Retype the entries below word for word, leaving out every picture.

Start of The data

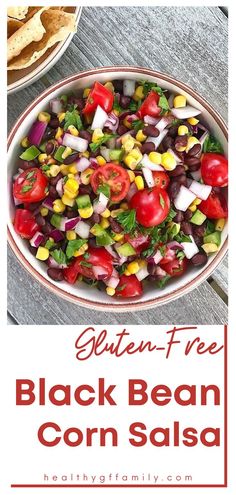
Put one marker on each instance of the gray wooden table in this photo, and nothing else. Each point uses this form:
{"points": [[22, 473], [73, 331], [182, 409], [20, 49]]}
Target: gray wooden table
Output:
{"points": [[187, 42]]}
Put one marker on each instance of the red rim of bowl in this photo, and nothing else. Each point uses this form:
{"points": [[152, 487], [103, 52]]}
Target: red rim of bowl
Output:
{"points": [[136, 304]]}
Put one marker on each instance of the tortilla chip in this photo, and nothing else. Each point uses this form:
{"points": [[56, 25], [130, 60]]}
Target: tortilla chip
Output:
{"points": [[58, 25], [12, 26], [17, 12], [33, 30]]}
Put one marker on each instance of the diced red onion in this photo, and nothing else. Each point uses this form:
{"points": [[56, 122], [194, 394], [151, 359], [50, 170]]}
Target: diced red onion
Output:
{"points": [[148, 176], [190, 248], [56, 105], [36, 240], [157, 140], [75, 142], [184, 198], [100, 204], [128, 87], [99, 119], [36, 132], [82, 164], [202, 191], [82, 229], [185, 112], [147, 163]]}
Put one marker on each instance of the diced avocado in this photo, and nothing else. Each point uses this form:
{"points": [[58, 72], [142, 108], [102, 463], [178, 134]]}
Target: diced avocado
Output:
{"points": [[198, 218], [116, 154], [210, 247], [214, 238], [220, 224], [83, 201], [126, 250]]}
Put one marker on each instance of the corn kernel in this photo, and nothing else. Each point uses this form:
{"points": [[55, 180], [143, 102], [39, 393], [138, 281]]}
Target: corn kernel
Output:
{"points": [[58, 206], [85, 176], [193, 121], [139, 182], [61, 116], [70, 235], [71, 185], [168, 161], [44, 212], [182, 130], [180, 101], [67, 152], [131, 175], [115, 213], [118, 237], [106, 213], [68, 201], [42, 157], [54, 170], [138, 94], [86, 212], [140, 136], [86, 92], [133, 267], [72, 129], [44, 117], [59, 133], [101, 161], [110, 291], [42, 253], [104, 223], [73, 169], [25, 142], [155, 157], [97, 134]]}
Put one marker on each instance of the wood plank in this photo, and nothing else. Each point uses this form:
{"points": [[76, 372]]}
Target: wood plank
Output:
{"points": [[183, 42]]}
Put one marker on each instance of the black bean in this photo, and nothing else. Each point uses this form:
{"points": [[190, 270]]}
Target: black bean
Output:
{"points": [[199, 259], [151, 130], [186, 228], [147, 148], [71, 158], [55, 274]]}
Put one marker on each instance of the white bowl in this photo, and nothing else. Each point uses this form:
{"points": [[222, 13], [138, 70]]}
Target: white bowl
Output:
{"points": [[81, 293], [19, 79]]}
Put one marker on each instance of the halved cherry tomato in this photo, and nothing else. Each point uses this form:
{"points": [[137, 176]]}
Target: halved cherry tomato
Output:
{"points": [[215, 206], [96, 257], [30, 186], [176, 267], [214, 169], [25, 224], [99, 95], [115, 176], [129, 286], [150, 106], [161, 179], [152, 206], [138, 241]]}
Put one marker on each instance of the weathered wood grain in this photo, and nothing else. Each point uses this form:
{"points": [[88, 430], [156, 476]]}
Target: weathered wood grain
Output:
{"points": [[187, 42]]}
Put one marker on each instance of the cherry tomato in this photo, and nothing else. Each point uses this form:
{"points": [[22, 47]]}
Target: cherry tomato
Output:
{"points": [[30, 186], [99, 95], [25, 224], [152, 206], [115, 176], [176, 267], [161, 179], [214, 169], [138, 241], [129, 286], [215, 206], [97, 257], [150, 106]]}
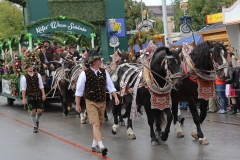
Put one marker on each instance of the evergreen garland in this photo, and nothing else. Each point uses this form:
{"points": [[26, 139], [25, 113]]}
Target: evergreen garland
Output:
{"points": [[57, 39], [59, 18], [94, 10]]}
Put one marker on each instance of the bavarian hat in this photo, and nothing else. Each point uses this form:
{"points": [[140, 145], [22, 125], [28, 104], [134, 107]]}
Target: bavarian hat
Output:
{"points": [[94, 56], [41, 46], [46, 41], [27, 65], [71, 46]]}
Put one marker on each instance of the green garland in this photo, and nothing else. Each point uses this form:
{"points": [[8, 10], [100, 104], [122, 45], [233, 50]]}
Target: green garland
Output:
{"points": [[93, 10], [59, 18], [135, 39], [57, 39], [71, 38]]}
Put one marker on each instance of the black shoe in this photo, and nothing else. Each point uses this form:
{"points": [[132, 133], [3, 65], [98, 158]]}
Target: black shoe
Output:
{"points": [[209, 111], [37, 124], [35, 130], [139, 111], [104, 151], [106, 118], [96, 149], [181, 119], [232, 112]]}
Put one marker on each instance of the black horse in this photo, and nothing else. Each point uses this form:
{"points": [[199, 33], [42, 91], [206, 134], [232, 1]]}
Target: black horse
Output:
{"points": [[207, 57], [143, 96]]}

End of The data

→ **Written answer**
Put one marker on each instance of the gray wooden table in this photo, and nothing else. Each point uses this form:
{"points": [[22, 473], [73, 331], [182, 409], [20, 49]]}
Target: gray wooden table
Output:
{"points": [[187, 42]]}
Put one marker on each instance of the red rim of bowl in this photo, and nothing else. Each point uses this form:
{"points": [[152, 487], [103, 52]]}
Target: red rim of bowl
Output:
{"points": [[136, 304]]}
Put one marker on each instance of the tortilla chip in this photo, and nothing else. Each point uses this form:
{"points": [[56, 25], [130, 60]]}
Target: tortilla chip
Output:
{"points": [[58, 25], [12, 26], [17, 12], [33, 30]]}
Put one marker on each instance of the diced red onion in this photo, and nothing else. Each point uses this form:
{"points": [[56, 122], [194, 394], [151, 359], [50, 170]]}
Target: diced red onion
Output:
{"points": [[148, 176], [190, 248], [56, 105], [36, 240], [157, 140], [75, 142], [184, 198], [100, 204], [128, 87], [99, 119], [36, 132], [82, 164], [202, 191], [82, 229], [185, 112], [147, 163]]}
Put one marker on each instance of the diced avocado in this photo, and nothing else. Each point uses this form:
{"points": [[58, 72], [142, 108], [102, 463], [178, 134]]}
Target: diced avocado
Output:
{"points": [[198, 218], [116, 154], [210, 247], [214, 238], [220, 224], [83, 201], [126, 250]]}
Put one marker on each instance of the corn kernel in this photo, and nothing else. Each point uses this form:
{"points": [[55, 180], [143, 102], [39, 393], [138, 281]]}
Target: corn kernel
Output:
{"points": [[58, 206], [85, 176], [193, 121], [139, 182], [61, 116], [70, 235], [71, 185], [168, 161], [44, 212], [182, 130], [180, 101], [67, 152], [131, 175], [115, 213], [118, 237], [106, 213], [68, 201], [42, 157], [54, 170], [138, 94], [86, 212], [140, 136], [86, 92], [133, 267], [72, 129], [44, 117], [59, 133], [101, 161], [110, 291], [42, 253], [104, 223], [73, 169], [25, 142], [155, 157], [97, 134]]}
Put one marker on each instance of the wood plank in this photo, and nothing else. Each point uses this form:
{"points": [[76, 372]]}
Target: wood plank
Output:
{"points": [[183, 42]]}
Put one marker on each instance of the black bean in this photo, and nothing else. Each point uses this form:
{"points": [[190, 270]]}
Target: black bean
Output:
{"points": [[199, 259], [151, 130], [186, 228], [147, 148], [71, 158], [55, 274]]}
Put one marker on each instance of the white bowl in this photo, and nothing else. Each point uses this form:
{"points": [[222, 13], [138, 70]]}
Target: white bowl
Output:
{"points": [[81, 293], [19, 79]]}
Put one marker on each instance of the halved cherry tomato in this photo, and nothing else. Each point uses this form:
{"points": [[137, 176]]}
Target: halved cherry tomato
Output:
{"points": [[215, 206], [96, 257], [30, 186], [176, 267], [214, 169], [25, 224], [99, 95], [115, 176], [129, 286], [150, 106], [161, 179], [152, 206], [138, 241]]}
Put one marker on each instance of the weathered wood grain in this photo, and nothing else. Each point uses this form:
{"points": [[88, 430], [156, 476]]}
Target: weathered wood grain
Output:
{"points": [[187, 42]]}
Put one marker on each instance of the cherry tomato in this photo, and nothing else. Each point uses this form:
{"points": [[22, 47]]}
Target: cherry tomato
Output:
{"points": [[30, 186], [99, 95], [25, 224], [152, 206], [115, 176], [176, 267], [161, 179], [214, 169], [138, 241], [129, 286], [215, 206], [97, 257], [150, 106]]}
Put one marker on each instance of the evergreen garland in this photo, and nothing else. Each point uses this form:
{"points": [[26, 139], [25, 113]]}
Target: evergreen garland
Output:
{"points": [[57, 39], [59, 18], [94, 10]]}
Put one marker on each instance of the bavarian hat in this photo, and nothing else. Each point uses this form:
{"points": [[140, 145], [22, 125], [28, 104], [134, 107]]}
Target: bavarian hat
Output:
{"points": [[94, 56], [41, 46], [46, 41], [27, 65], [71, 46]]}
Put one marker on each instance of the green garland in this photo, and nothing else. Each point uses this form:
{"points": [[8, 10], [100, 104], [122, 45], [233, 50]]}
Target: green garland
Output:
{"points": [[93, 10], [59, 18], [135, 39], [57, 39], [71, 38]]}
Put one marker on each instance of the black shoe in this photo, and nothing else. Each point uses this form:
{"points": [[132, 133], [3, 65], [98, 158]]}
Target: black shoe
Output:
{"points": [[209, 111], [37, 124], [35, 130], [139, 111], [104, 151], [106, 118], [96, 149], [181, 119], [232, 112]]}
Put one marker on each instance of the black horse in this photo, and nothing else. Each point uses this form:
{"points": [[199, 33], [42, 91], [206, 134], [232, 1]]}
Target: black horse
Output:
{"points": [[207, 57], [143, 96]]}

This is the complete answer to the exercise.